Please reproduce the following records exactly as they appear.

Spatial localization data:
##############################
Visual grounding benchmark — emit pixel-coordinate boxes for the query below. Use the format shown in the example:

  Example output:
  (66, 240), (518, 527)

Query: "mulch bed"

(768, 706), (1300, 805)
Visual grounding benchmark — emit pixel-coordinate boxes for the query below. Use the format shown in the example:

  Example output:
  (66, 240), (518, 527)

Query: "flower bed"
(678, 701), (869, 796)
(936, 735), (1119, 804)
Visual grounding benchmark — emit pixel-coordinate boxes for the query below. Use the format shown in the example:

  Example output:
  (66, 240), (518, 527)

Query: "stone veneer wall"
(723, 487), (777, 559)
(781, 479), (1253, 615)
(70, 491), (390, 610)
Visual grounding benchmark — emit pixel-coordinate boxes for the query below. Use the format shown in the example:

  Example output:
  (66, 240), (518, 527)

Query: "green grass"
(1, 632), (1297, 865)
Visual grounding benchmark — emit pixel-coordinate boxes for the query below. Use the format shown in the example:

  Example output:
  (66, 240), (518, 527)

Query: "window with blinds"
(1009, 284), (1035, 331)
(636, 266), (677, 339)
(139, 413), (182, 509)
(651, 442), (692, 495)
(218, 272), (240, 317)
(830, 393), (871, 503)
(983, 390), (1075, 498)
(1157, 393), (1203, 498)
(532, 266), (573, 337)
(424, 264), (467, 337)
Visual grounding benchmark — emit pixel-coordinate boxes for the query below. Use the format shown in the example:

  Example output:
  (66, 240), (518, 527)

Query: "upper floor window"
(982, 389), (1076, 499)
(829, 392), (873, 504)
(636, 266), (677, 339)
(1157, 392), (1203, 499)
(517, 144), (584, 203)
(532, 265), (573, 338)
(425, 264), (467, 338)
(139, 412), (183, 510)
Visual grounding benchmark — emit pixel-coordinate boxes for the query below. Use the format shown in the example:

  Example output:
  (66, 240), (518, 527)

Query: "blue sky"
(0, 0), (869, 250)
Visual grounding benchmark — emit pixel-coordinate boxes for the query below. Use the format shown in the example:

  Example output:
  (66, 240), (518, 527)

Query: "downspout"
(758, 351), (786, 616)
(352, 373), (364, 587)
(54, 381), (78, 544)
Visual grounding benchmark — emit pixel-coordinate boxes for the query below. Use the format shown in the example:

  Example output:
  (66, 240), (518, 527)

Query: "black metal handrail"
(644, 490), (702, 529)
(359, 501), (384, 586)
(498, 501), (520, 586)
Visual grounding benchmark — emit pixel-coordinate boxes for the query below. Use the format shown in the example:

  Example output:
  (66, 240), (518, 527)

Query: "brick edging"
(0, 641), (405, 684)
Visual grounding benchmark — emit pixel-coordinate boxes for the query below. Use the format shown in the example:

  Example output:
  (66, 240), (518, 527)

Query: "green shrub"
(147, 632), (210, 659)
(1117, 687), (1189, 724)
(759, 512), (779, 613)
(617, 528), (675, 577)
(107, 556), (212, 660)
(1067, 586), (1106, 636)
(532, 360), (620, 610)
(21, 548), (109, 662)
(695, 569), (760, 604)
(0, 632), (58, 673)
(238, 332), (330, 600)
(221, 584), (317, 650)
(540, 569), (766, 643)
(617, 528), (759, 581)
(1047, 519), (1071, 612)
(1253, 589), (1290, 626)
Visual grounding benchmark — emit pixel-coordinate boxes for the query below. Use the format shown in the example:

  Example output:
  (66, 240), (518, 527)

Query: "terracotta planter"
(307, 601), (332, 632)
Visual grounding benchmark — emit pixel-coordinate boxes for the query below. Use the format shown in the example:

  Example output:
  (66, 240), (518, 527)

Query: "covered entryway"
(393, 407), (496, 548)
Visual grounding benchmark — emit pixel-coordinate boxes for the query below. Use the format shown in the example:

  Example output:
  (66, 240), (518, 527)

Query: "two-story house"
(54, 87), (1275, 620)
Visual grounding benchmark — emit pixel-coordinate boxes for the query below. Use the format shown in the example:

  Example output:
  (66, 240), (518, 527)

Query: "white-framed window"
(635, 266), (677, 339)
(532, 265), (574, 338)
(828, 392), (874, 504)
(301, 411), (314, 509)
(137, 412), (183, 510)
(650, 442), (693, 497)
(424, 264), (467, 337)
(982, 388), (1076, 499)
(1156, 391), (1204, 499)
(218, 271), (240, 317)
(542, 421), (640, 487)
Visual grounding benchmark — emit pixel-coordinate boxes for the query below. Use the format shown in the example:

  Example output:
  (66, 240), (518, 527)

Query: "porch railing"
##############################
Output of the exercise >>
Visual grounding benchmark — emit pixel-coordinate boxes for the query below. Use the format shown in the example:

  Example output:
  (66, 240), (518, 527)

Query: "mulch bed"

(768, 706), (1300, 805)
Visual grounding benchmark — emit pixel-coordinate boxes for the query below. Use the format shown in the example:

  Example output:
  (66, 240), (518, 527)

Query: "flower bed"
(678, 701), (869, 796)
(936, 735), (1119, 804)
Visual grounding benchmark — emit pixel-coordinate boxes for the query below. Use the format shown in the example:

  Example output:
  (66, 240), (518, 527)

Query: "stone veneer wall"
(723, 487), (777, 559)
(781, 479), (1253, 615)
(70, 491), (390, 610)
Visual grounding benchmark — emit pixel-coordinate boxes for the query below. Use the format shown in the example:

  Example output:
  (66, 240), (518, 527)

Query: "green grass"
(1, 632), (1297, 865)
Visual grounding benchmark — emit pixel-coordinate boxes for the query below. Use the format shown in the example:

  Example output:
  (66, 240), (518, 527)

Query: "window with blinds"
(1009, 284), (1035, 331)
(636, 266), (677, 339)
(139, 413), (182, 509)
(651, 442), (692, 495)
(218, 272), (240, 317)
(830, 393), (871, 503)
(983, 390), (1075, 498)
(1157, 393), (1203, 498)
(532, 266), (573, 337)
(424, 264), (467, 337)
Visual grounding benchmark — emit pixel-coordinate boxes for the query below. Use the format shown in the example:

  Example output:
  (66, 240), (518, 527)

Query: "upper floor window"
(982, 389), (1076, 499)
(829, 392), (873, 504)
(636, 266), (677, 339)
(1157, 392), (1203, 499)
(517, 144), (584, 203)
(532, 265), (573, 338)
(425, 264), (467, 338)
(139, 412), (183, 510)
Visual grounding benchmark — emit pixel-coordinate boxes for the query below. Use the format shown in the example:

  Example output:
  (66, 240), (518, 527)

Query: "blue sky"
(0, 0), (869, 250)
Visual grounding benchmark — emit pixel-coordinate boxes for the query below. Use the format shown in the example:

  Example output:
  (66, 240), (518, 527)

Query: "downspout"
(758, 351), (786, 616)
(352, 373), (364, 587)
(54, 381), (78, 544)
Visual grounding benchmark — emit pixel-coordinate boxes for the query below. Use the format shown in the example:

  Example output:
  (66, 240), (518, 527)

Query: "black metal handrail"
(644, 490), (702, 529)
(359, 501), (384, 586)
(498, 501), (520, 586)
Visual grounding benchmark — emit pixel-coordinate boxes for the query below. Use the format shown in the example:

  Example output:
  (66, 240), (518, 527)

Query: "brick edging"
(0, 641), (405, 684)
Visual grounding benchmark — emit pixel-coordinate boxes for the query below. Use the format shown in the example:

  Example output:
  (66, 240), (518, 527)

Query: "green shrub"
(147, 632), (210, 659)
(1117, 687), (1189, 724)
(759, 512), (779, 613)
(617, 528), (675, 577)
(107, 556), (212, 660)
(1067, 586), (1106, 636)
(532, 360), (620, 610)
(21, 548), (109, 662)
(695, 569), (760, 604)
(0, 632), (58, 673)
(238, 332), (330, 600)
(221, 584), (317, 650)
(540, 569), (766, 643)
(617, 528), (759, 581)
(1047, 519), (1071, 612)
(1253, 589), (1290, 626)
Visual grounding benchmark — emit pixel-coordinate boxes for the query below. Use the format shown in the example:

  Example output:
  (66, 240), (518, 527)

Query: "terracotta planter"
(307, 601), (332, 632)
Visual grounding benchmark — emit pixel-coordinate boxes for the query below. Use the format shown in the example:

  Example output:
  (66, 240), (518, 527)

Query: "covered entryway"
(393, 407), (496, 548)
Visual grounding benchmark — emit pixel-coordinate boxes for the query below. Use the format shown in the example:

  Example output:
  (66, 240), (518, 527)

Query: "two-story house"
(54, 87), (1275, 620)
Visual grounding benchmark — emit pixel-coordinate boxes for the query below. Use the format shown in the example:

  Example output:
  (66, 240), (518, 527)

Query: "white-framed window"
(635, 266), (677, 339)
(532, 265), (574, 338)
(828, 392), (874, 504)
(301, 411), (314, 509)
(137, 412), (183, 510)
(650, 442), (693, 497)
(424, 264), (467, 337)
(982, 388), (1076, 499)
(1156, 391), (1204, 499)
(218, 271), (240, 317)
(542, 421), (640, 487)
Visual grounding benchmark — emit pixel-coordinate boxes for the query below. Use the format shown in the example:

  Example output:
  (66, 240), (518, 527)

Query: "porch railing"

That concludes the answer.